“Rahmân nezdinde söz ve izin alandan başkası şefâat hakkına sahip olamayacaktır.” (Meryem, 87)
Resûlullah şöyle buyurmuştur:
“Ben Âdemoğullarının efendisiyim, ancak övünmek yok. Kıyamet günü ilk kabri açılacak olan benim, ancak övünmek yok. Başından toz toprak ilk defa silkelenecek olan benim, ancak övünmek yok. Cennete ilk girecek olan benim, ancak övünmek yok. Bazılarına ne oluyor ki benim akrabalık bağımın kimseye fayda vermeyeceğini iddia ediyorlar. Hayır, onların düşündüğü gibi değil. Ben şefaat ederim, tekrar şefaat ederim, nihayet benim şefaat ettiğim kişi de şefaat eder, o da şefaat eder, öyle ki iblis bile boynunu uzatıp şefaat ümid etmeye başlar.”(Taberânî, Evsat, V, 202; Heysemî, X, 376; Suyûtî, Câmiu’l-Ehâdîs, no: 5708)
KİMLERE ŞEFAAT ETME HAKKI VERİLECEK?
Allah Teâlâ şefaat salâhiyetini:
1- Peygamberlere,
2- Meleklere,
3- Âlimlere,
4- Şehitlere,
5- Sâlih mü’minlere,
6- Çocuklara ve
7- Cennet ehlinden münâsip gördüğü bazı kişilere verecek, onlar da yakınlarına şefaat edeceklerdir.
=======
■ Yapılacak görevler ■
- 1) Şefaat konulu metinde "Allah Teâlâ şefaat" ile "yakınlarına şefaat edeceklerdir." arasındaki kısmı, bu ifadeler de dahil olmak üzere aynen tekrarla.
- 2) Aşağıdaki ifadelerin her biri şefaat konulu metinle uyuşuyor mu? Her birine evet ya da hayır de ve kararı veren sözleri metinden aynen alıntıla.
(a) Resûlullah, cennete ilk girecek olanın kendisi olduğunu söyler.
(b) Metne göre meleklere şefaat yetkisi verilecektir.
(c) Metne göre çocuklara şefaat yetkisi verilmeyecektir.

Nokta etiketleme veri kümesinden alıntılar
=======
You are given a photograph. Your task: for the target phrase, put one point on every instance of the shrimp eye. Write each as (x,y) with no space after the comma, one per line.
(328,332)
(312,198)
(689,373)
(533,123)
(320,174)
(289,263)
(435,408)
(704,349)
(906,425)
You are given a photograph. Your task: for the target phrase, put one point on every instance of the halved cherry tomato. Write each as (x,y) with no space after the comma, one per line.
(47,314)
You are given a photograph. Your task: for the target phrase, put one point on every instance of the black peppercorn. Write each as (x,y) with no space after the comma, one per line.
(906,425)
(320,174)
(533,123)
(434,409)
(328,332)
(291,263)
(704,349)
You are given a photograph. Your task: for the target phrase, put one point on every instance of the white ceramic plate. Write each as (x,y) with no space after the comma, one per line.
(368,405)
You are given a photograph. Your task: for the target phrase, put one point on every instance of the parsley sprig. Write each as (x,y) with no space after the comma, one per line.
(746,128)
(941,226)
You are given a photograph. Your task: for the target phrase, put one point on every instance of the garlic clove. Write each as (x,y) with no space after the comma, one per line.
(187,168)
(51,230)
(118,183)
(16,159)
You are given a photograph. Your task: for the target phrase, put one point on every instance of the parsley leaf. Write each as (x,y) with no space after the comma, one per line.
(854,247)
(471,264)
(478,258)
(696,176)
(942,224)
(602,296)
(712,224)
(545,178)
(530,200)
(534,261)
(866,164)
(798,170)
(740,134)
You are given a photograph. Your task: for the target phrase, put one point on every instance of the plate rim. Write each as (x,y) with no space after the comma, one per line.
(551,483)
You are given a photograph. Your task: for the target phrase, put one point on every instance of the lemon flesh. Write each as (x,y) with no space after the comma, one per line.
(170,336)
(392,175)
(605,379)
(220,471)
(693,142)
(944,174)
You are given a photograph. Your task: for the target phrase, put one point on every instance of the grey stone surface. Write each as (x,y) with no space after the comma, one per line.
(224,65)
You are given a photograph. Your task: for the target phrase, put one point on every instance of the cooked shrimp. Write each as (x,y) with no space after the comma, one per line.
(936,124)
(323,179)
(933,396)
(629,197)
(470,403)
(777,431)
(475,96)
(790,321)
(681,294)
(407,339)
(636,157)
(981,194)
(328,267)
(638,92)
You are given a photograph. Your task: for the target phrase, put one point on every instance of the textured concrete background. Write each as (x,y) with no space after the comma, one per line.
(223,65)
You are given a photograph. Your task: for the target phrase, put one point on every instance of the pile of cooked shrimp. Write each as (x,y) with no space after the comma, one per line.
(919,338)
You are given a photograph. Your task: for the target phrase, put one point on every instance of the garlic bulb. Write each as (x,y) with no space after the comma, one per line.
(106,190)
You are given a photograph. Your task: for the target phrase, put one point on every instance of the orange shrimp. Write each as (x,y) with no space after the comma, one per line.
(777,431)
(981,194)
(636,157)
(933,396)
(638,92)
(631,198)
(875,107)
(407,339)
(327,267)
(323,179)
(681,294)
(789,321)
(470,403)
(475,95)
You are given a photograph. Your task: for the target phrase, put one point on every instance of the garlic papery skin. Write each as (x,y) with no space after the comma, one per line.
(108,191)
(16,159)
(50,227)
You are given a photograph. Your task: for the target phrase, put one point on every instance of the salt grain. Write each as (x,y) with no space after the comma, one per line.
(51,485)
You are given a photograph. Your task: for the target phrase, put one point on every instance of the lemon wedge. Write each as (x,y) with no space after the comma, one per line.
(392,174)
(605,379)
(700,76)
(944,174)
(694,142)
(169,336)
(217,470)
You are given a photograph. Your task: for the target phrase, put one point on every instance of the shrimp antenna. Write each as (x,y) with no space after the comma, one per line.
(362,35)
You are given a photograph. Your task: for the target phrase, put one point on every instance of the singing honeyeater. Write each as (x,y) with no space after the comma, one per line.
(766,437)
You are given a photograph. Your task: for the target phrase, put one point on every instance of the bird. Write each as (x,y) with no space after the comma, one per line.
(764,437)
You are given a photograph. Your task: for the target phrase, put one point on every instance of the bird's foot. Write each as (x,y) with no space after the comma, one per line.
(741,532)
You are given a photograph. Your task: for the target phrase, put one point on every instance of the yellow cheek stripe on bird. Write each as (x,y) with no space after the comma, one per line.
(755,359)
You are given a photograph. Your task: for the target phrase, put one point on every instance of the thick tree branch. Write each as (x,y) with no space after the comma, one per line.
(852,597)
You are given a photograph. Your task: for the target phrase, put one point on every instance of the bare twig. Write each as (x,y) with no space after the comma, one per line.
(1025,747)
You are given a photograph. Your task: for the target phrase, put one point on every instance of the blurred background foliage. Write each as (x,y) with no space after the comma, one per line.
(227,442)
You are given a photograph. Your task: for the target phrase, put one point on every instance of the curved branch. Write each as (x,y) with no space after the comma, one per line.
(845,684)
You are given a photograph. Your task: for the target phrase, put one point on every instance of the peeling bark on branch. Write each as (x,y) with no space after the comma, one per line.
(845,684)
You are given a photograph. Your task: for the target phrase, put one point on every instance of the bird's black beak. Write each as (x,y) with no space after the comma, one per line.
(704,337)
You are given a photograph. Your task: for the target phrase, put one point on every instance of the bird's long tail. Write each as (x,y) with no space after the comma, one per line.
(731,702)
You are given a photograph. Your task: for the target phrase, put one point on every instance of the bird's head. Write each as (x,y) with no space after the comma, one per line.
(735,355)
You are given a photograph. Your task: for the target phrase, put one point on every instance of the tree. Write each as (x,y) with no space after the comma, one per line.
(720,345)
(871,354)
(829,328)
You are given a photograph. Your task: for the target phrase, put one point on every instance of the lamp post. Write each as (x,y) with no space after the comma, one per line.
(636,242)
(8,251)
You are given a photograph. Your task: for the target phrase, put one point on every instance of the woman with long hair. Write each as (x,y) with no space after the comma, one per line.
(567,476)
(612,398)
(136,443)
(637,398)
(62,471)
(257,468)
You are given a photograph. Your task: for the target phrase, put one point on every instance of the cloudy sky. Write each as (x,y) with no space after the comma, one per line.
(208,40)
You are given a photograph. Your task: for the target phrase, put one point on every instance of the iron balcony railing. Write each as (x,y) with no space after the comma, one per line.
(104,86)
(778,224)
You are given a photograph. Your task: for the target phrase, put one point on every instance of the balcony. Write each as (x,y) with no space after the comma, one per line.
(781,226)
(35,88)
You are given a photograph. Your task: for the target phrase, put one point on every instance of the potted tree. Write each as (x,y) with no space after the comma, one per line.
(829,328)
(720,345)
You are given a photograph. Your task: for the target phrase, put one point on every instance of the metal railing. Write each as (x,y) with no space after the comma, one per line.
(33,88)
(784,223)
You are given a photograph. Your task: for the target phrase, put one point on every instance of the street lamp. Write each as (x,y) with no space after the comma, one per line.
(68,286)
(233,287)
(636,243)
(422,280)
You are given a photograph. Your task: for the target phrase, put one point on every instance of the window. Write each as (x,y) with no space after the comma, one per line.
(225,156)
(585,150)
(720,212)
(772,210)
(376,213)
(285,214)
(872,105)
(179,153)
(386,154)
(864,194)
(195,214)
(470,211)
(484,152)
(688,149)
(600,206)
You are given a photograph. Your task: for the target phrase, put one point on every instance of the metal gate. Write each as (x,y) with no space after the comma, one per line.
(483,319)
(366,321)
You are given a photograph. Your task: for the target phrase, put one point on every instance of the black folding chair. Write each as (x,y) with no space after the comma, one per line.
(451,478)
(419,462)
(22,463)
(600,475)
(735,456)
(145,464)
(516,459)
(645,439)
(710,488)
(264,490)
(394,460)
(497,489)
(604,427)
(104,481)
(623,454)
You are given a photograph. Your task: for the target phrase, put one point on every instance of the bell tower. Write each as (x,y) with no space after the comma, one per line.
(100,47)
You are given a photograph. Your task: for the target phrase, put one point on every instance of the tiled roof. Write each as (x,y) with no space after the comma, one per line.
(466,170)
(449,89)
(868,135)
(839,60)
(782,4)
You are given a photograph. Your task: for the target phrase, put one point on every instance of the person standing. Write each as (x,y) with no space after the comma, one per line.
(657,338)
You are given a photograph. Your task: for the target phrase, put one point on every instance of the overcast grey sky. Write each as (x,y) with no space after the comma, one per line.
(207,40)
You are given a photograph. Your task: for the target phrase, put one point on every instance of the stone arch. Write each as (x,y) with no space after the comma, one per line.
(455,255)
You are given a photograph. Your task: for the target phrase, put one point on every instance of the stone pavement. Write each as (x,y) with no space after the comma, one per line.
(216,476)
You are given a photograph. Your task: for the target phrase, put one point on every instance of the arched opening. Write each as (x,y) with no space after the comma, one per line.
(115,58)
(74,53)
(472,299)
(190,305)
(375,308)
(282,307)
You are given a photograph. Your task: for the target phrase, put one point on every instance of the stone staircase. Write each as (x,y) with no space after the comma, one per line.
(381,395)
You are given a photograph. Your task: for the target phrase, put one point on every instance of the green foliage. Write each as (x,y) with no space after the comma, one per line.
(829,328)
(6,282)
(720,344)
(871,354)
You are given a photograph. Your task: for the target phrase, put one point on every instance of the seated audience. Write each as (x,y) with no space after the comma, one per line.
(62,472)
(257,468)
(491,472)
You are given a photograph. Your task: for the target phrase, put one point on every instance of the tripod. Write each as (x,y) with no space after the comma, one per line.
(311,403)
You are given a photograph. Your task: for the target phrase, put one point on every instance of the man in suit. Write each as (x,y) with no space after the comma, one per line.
=======
■ Alıştırma cevapları ■
- 1)
Allah Teâlâ şefaat salâhiyetini:
1- Peygamberlere,
2- Meleklere,
3- Âlimlere,
4- Şehitlere,
5- Sâlih mü’minlere,
6- Çocuklara ve
7- Cennet ehlinden münâsip gördüğü bazı kişilere verecek, onlar da yakınlarına şefaat edeceklerdir.

- 2)
(a) Evet: "Cennete ilk girecek olan benim, ancak övünmek yok."
(b) Evet: "2- Meleklere,"
(c) Hayır: "6- Çocuklara ve"